Object pointing dataset rows:
_ _ _
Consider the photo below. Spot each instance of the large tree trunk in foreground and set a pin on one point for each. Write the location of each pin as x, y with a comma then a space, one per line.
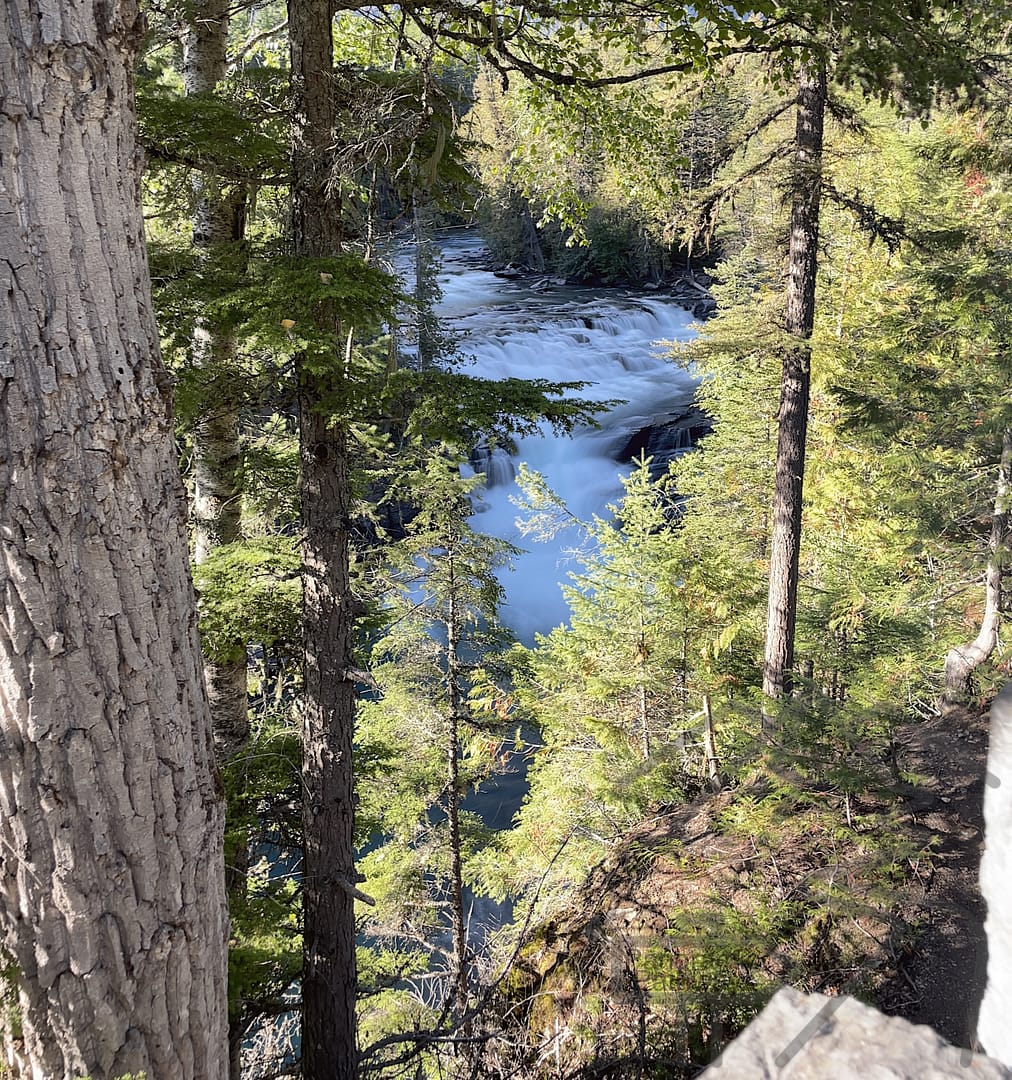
111, 883
329, 980
962, 661
785, 541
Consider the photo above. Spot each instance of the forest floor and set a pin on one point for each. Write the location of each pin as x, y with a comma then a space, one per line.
941, 979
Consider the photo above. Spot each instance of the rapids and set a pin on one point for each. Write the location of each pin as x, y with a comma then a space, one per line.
606, 338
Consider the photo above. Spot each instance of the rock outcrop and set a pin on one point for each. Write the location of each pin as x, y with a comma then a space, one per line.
813, 1037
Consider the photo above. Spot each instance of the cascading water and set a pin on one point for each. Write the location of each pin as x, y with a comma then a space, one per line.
606, 338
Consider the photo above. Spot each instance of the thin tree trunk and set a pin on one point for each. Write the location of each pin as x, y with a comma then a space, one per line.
329, 977
785, 540
710, 747
218, 224
963, 661
458, 926
111, 883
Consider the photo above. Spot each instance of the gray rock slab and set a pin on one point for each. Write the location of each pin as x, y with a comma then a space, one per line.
812, 1037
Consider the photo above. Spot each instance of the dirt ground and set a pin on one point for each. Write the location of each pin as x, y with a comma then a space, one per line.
941, 979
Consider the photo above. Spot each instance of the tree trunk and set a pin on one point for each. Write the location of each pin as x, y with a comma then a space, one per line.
710, 747
458, 927
218, 223
111, 885
328, 707
785, 539
963, 661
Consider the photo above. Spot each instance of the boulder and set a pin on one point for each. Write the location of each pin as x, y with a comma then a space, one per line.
812, 1037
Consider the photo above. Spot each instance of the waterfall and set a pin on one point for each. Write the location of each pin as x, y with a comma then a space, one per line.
607, 338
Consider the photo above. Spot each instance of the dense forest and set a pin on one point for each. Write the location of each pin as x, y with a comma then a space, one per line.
256, 665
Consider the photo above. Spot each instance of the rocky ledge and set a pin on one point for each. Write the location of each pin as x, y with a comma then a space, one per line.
814, 1037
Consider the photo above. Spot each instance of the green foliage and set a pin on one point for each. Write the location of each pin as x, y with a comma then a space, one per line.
460, 409
250, 591
227, 135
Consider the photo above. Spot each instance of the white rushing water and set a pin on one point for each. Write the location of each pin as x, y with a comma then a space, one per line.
607, 338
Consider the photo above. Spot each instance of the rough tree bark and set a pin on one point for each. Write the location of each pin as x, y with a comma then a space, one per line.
962, 661
455, 707
785, 539
218, 224
329, 980
111, 883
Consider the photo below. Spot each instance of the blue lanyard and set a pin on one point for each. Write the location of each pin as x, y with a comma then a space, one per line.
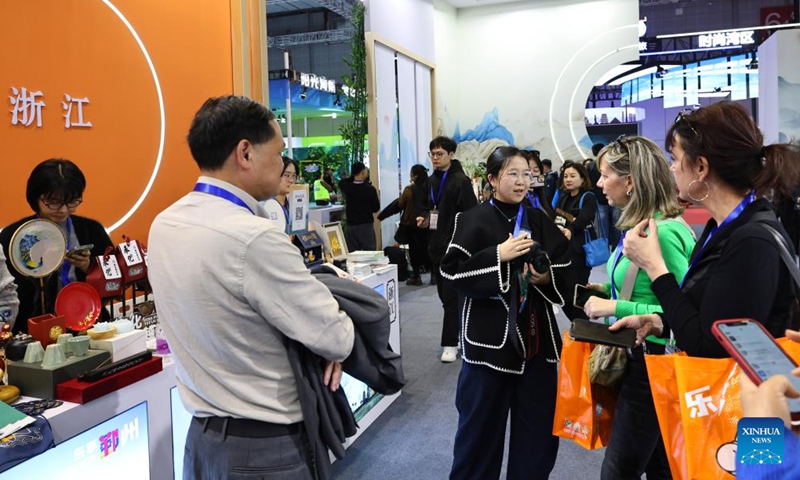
534, 200
519, 217
617, 258
441, 189
222, 193
66, 265
750, 198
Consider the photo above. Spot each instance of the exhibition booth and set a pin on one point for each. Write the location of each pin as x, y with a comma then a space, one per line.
119, 108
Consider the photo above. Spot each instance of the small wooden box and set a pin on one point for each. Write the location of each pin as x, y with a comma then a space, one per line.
84, 392
34, 380
47, 328
310, 245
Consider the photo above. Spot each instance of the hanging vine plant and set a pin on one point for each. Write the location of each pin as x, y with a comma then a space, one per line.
355, 131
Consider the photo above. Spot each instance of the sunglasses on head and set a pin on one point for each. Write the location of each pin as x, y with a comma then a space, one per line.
621, 142
683, 117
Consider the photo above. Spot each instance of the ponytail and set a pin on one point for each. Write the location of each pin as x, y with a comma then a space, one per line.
780, 170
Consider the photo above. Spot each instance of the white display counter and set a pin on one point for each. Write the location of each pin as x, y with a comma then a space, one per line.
165, 420
326, 214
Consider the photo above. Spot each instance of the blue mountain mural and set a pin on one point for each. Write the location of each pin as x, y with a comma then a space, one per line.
490, 127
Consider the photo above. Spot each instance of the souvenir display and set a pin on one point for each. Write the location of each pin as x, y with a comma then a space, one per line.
105, 275
310, 245
54, 356
15, 348
34, 353
46, 328
102, 331
79, 345
80, 304
37, 248
276, 213
131, 259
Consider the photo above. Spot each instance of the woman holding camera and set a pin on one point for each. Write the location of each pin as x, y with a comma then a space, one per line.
635, 176
736, 270
508, 263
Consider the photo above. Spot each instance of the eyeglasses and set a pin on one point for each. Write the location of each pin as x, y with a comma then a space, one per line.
515, 175
683, 117
56, 205
621, 142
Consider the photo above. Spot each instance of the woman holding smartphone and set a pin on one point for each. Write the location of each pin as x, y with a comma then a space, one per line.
288, 179
537, 197
635, 176
509, 335
575, 212
721, 163
54, 192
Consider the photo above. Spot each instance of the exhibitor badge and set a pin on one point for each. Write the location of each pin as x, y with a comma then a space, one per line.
760, 441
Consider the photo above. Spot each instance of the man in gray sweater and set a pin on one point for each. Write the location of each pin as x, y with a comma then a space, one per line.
229, 287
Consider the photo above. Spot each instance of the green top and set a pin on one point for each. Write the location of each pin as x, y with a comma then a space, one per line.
677, 244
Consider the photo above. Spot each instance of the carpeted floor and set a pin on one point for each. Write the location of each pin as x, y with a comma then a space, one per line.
413, 439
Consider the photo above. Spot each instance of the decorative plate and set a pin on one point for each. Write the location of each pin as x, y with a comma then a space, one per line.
80, 305
38, 248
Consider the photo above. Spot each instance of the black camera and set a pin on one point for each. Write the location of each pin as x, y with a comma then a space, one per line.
537, 258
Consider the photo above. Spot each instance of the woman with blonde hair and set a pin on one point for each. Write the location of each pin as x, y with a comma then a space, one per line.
635, 176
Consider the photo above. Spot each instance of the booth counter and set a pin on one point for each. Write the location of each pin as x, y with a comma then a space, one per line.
142, 427
325, 214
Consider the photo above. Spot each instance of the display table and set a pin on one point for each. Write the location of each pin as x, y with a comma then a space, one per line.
142, 427
326, 214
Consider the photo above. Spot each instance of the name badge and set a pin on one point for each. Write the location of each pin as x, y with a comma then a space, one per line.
433, 220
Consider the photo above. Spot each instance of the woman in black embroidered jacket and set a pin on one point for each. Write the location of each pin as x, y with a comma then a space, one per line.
509, 335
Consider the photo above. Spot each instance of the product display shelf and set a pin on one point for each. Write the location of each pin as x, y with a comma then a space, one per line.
71, 419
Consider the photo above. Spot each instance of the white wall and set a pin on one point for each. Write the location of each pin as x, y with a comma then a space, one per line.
779, 87
407, 23
521, 72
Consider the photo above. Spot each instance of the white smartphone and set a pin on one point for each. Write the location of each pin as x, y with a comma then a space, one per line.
760, 357
81, 249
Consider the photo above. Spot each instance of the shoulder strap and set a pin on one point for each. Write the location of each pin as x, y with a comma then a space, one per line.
580, 203
785, 255
682, 221
630, 279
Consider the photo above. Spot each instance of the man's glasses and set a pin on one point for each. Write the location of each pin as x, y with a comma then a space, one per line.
57, 204
683, 117
620, 141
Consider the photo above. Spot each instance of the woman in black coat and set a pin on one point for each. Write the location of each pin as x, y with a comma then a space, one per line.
509, 337
54, 192
736, 270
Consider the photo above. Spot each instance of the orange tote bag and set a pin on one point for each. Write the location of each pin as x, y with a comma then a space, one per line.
584, 412
698, 407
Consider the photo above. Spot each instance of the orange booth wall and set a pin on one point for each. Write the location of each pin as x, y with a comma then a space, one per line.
113, 85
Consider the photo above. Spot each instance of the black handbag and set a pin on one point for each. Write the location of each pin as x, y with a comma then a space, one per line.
402, 235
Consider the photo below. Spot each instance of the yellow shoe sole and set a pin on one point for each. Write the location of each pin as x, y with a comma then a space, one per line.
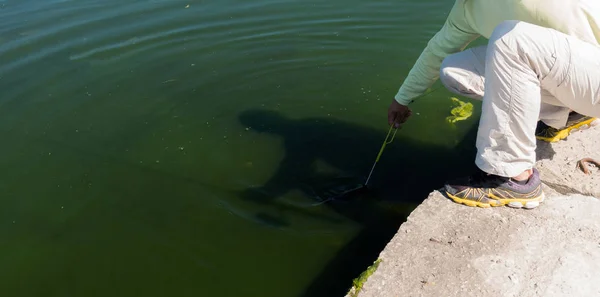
564, 133
514, 203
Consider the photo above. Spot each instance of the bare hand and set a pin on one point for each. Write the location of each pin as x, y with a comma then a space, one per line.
398, 114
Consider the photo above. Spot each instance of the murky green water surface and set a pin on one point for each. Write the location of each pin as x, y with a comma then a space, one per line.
169, 148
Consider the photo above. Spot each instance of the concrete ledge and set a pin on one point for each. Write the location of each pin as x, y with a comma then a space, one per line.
447, 249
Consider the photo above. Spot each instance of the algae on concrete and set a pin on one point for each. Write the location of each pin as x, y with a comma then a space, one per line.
362, 278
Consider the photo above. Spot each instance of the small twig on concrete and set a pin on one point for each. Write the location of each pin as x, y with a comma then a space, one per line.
582, 164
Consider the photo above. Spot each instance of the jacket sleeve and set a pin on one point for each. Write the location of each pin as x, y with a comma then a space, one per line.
454, 36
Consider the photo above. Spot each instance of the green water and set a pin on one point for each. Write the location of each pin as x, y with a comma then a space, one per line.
151, 148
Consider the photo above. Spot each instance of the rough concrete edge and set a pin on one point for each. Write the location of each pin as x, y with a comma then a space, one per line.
427, 205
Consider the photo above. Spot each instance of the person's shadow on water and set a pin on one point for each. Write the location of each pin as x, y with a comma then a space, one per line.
407, 172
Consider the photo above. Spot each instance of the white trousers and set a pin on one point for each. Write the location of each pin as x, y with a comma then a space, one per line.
529, 73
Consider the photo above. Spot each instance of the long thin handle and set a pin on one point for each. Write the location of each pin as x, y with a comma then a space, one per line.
385, 143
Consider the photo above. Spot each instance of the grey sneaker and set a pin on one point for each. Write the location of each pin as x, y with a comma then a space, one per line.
484, 190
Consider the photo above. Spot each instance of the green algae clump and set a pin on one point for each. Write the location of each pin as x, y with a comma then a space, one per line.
362, 278
462, 111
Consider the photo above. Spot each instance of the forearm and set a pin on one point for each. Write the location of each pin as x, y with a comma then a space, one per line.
454, 36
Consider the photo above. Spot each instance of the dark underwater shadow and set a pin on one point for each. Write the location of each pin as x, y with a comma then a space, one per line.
407, 172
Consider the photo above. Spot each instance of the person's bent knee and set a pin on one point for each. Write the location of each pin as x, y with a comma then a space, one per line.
456, 78
510, 34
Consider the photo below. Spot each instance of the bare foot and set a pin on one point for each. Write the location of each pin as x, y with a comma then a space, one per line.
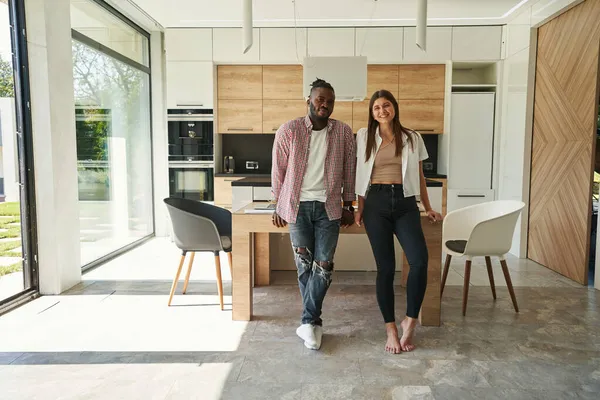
393, 343
408, 332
_ _ _
### Exercise aim
Reproduce verbatim every line starting at the line that holds "the white trousers" and ending with the final line of the data; omit the pictures.

### Complete output
Consider the photo above. Spot each instance of the white trousers and set a pin on one point for each. Write the location of each pin as x, y with a comma then a space, one per line.
529, 73
Consider the photo above. Spot each instance of the long thin handle and set a pin on one point for each. Write the location of each pin as x, y with a comma then a space, one per line.
385, 143
Consider the photo above. Spot each instance of the grey sneaker and set a pin on one point for each. Write the location of each pin as x, y with a comma then a space, one per line.
484, 190
Consider the photo above. Spot each instance of the green algae clump and set a pin on one point for each. Write the location of each pin as x, y with a comma then a space, one per line.
362, 278
462, 111
Consider the photo above. Spot each instance of the forearm and set a pin on one point for each. Write the location of each pin as x, y with a comma then a space, one per line.
454, 36
Consider the photo above. Spot each instance of the dark underwater shadow and set a pin on one point for each. Write the location of each pin as x, y with a comma then a space, one per line.
407, 172
Consider the photo above. Spot each instance of the person's bent knee and set a pin on one point for each. Write the location of each pin as x, y with a comma then a space, one per line.
456, 78
510, 34
Consider the photo below. Spot each instance of the bare foot and set a pin on one point for each. Write the location of each pin as x, y with a comma then a space, one per line.
393, 343
408, 332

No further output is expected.